April 21, 2022 by Amy Welborn

Catchy title, eh?

I am deep, deep deep into research for a presentation this weekend. I’ll share more of the random fruit from that next week, but a hint:

When we think about European Catholic missions in the western hemisphere, we think mostly about Sout and Central America, California, and then the Jesuits in Canada and the northeast.

But there was also a “Camino Real” in Florida and south Georgia, with, for a time, dozens of missions from St. Augustine to (now) Tallahassee and up the coast to Parris Island.

It’s a fascinating history, but hard to retrieve because of the absence of physical evidence – stick and wattle structures don’t last as well as adobe and stucco, Florida humidity takes its toll – and because there really was no legacy outside of St. Augustine aside from place names.

(When the English took Florida, almost all of the Catholics left, natives and Spanish both.)

* **GIVEN DATA**

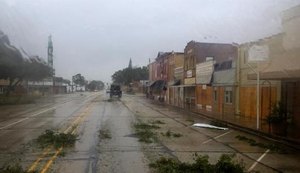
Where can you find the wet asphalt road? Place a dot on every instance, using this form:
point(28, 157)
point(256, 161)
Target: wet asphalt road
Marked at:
point(91, 113)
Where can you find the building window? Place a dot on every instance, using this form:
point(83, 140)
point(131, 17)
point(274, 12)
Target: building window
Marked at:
point(228, 95)
point(215, 94)
point(209, 58)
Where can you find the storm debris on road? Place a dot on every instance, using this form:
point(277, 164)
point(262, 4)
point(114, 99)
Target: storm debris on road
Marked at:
point(169, 134)
point(57, 139)
point(226, 163)
point(104, 134)
point(252, 142)
point(203, 125)
point(144, 132)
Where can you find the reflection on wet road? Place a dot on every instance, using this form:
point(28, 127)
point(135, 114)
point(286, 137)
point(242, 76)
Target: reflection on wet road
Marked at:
point(84, 114)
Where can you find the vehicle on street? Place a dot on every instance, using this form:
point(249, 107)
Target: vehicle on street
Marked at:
point(115, 90)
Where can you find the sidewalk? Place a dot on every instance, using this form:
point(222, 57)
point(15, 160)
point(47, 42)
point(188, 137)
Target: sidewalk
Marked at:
point(245, 124)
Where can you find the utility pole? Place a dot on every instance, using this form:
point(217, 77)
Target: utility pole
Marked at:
point(50, 60)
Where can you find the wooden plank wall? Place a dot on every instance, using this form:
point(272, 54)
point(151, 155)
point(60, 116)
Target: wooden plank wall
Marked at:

* **WHAT TO WORK ON**
[1] Transcribe the part of the Florida missions post that runs from "I am deep, deep" up to and including "to Parris Island.".
[2] Render this sentence from the Florida missions post in Spanish: "But there was also a “Camino Real” in Florida and south Georgia, with, for a time, dozens of missions from St. Augustine to (now) Tallahassee and up the coast to Parris Island."
[3] Carry the blog post on the Florida Catholic missions forward from its final sentence.

* **RESPONSES PER TASK**
[1]
I am deep, deep deep into research for a presentation this weekend. I’ll share more of the random fruit from that next week, but a hint:

When we think about European Catholic missions in the western hemisphere, we think mostly about Sout and Central America, California, and then the Jesuits in Canada and the northeast.

But there was also a “Camino Real” in Florida and south Georgia, with, for a time, dozens of missions from St. Augustine to (now) Tallahassee and up the coast to Parris Island.

[2] Pero también hubo un «Camino Real» en Florida y el sur de Georgia, con, durante un tiempo, decenas de misiones desde San Agustín hasta (la actual) Tallahassee y, subiendo por la costa, hasta Parris Island.

[3]
But here’s something:

Looking at the work of the Franciscans in Spanish Florida in the 16th-very early 18th century, we encounter the pioneering linguistic work of Fr. Francisco Pereja, who ministered among the natives, mostly in the coastal regions – Fort George Island north of Jacksonville – really just across from the Mayport Naval yards, as well as Cumberland Island.

Ministering among the Timucuan people, he was of course convinced of the necessity of learning their language. He learned it so well, he wrote four catechisms, a grammar and one confession aid. He wrote them, they were published in Mexico City and then presumably brought back to La Florida. By all accounts, the Timucuan learned to read and write quickly.

The New York Historical Society has copies of five of these works. You can see them – really see them, inside and out – here,

It’s fascinating. These are the oldest extant Native American texts north of Mexico, dating from the early 17th century.

A translation of the confession handbook is here. It offers a close look at various practices of the Timucuan – since they are considered superstitious and sinful.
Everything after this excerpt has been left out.